*OBJECTIVE:* Write out every one of the items below word for word, without changing anything.

*SUPPLIED RECORDS:*
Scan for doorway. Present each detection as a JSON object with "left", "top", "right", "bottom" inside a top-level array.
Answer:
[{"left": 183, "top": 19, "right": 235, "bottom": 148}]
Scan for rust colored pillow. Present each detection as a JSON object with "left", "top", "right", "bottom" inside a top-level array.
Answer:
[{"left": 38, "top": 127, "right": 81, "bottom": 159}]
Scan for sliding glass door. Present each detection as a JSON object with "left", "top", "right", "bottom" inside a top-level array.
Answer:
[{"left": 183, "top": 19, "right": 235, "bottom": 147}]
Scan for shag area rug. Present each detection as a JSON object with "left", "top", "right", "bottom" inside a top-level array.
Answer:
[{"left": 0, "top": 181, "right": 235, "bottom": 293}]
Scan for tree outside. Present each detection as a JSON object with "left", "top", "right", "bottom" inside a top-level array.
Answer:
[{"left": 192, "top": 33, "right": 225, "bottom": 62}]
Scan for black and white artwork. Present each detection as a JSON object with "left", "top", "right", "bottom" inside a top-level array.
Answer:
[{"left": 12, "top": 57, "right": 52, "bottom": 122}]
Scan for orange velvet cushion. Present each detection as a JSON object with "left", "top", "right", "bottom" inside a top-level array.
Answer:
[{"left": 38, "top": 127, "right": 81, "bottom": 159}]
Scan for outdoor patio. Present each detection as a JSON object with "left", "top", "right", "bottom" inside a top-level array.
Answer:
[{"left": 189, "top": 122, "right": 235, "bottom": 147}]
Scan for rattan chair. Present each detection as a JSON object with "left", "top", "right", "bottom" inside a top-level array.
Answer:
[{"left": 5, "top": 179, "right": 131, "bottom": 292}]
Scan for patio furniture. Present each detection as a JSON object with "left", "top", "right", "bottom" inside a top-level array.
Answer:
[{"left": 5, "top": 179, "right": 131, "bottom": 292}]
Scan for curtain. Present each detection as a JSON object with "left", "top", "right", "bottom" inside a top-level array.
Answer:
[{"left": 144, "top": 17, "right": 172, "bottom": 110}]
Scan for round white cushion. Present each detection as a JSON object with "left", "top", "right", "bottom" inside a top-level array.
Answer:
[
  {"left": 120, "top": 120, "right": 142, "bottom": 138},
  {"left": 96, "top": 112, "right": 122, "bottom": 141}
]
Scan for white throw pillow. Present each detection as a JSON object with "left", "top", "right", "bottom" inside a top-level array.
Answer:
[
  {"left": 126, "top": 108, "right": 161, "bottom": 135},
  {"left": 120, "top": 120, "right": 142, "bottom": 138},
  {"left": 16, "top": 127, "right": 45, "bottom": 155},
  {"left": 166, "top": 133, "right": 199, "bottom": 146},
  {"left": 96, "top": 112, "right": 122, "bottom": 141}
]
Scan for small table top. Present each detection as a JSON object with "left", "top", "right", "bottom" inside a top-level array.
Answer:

*EXERCISE RESPONSE:*
Scan for doorway. Present each detection as a JSON object with "left", "top", "right", "bottom" inside a top-level array.
Answer:
[{"left": 183, "top": 19, "right": 235, "bottom": 148}]
Scan for rust colored pillow. Present each detection as a JSON object with "left", "top", "right", "bottom" inside a top-level array.
Answer:
[{"left": 38, "top": 127, "right": 81, "bottom": 159}]
Scan for sliding glass door. Present each detection as a JSON object with "left", "top", "right", "bottom" inside a top-level array.
Answer:
[{"left": 183, "top": 19, "right": 235, "bottom": 147}]
Scan for shag area rug. Present each detection as a JSON object with "left", "top", "right", "bottom" inside a top-level array.
Answer:
[{"left": 0, "top": 181, "right": 235, "bottom": 293}]
Scan for tree outside. Present each detection as a JSON object with "left", "top", "right", "bottom" inside a top-level array.
Answer:
[{"left": 192, "top": 33, "right": 225, "bottom": 62}]
Scan for black and white artwork. Present each detection as a JSON object with "left", "top", "right", "bottom" inside a top-level array.
Answer:
[{"left": 12, "top": 57, "right": 52, "bottom": 122}]
Scan for orange velvet cushion. Present each detection as a JSON object with "left", "top", "right", "bottom" inside a top-level array.
Answer:
[{"left": 38, "top": 127, "right": 81, "bottom": 159}]
Scan for outdoor patio. Present each detection as a JSON object with "left", "top", "right", "bottom" inside a top-level array.
Answer:
[{"left": 189, "top": 122, "right": 235, "bottom": 147}]
Scan for rattan chair. Present each detection as a JSON object with "left", "top", "right", "bottom" inside a top-level array.
Answer:
[{"left": 5, "top": 179, "right": 131, "bottom": 292}]
Scan for patio furniture. Present each detection as a JSON object with "left", "top", "right", "bottom" inside a top-level array.
Answer:
[{"left": 5, "top": 179, "right": 131, "bottom": 292}]
Scan for curtain. Present each detection as a JSON object with "left", "top", "right", "bottom" inside a top-level array.
Answer:
[{"left": 144, "top": 17, "right": 172, "bottom": 110}]
Scan for round white cushion. Present each detection as a JSON object with "left", "top", "right", "bottom" inside a top-level array.
Answer:
[
  {"left": 120, "top": 120, "right": 142, "bottom": 138},
  {"left": 96, "top": 112, "right": 122, "bottom": 141}
]
Scan for white throw pillow. Present each detection as a JSON object with "left", "top", "right", "bottom" inside a top-level array.
Answer:
[
  {"left": 126, "top": 108, "right": 161, "bottom": 135},
  {"left": 120, "top": 120, "right": 142, "bottom": 138},
  {"left": 16, "top": 127, "right": 45, "bottom": 155},
  {"left": 166, "top": 133, "right": 199, "bottom": 146},
  {"left": 96, "top": 112, "right": 122, "bottom": 141}
]
Scan for small table top. Present each detection as a JSON object with "left", "top", "right", "bottom" inside a top-level array.
Answer:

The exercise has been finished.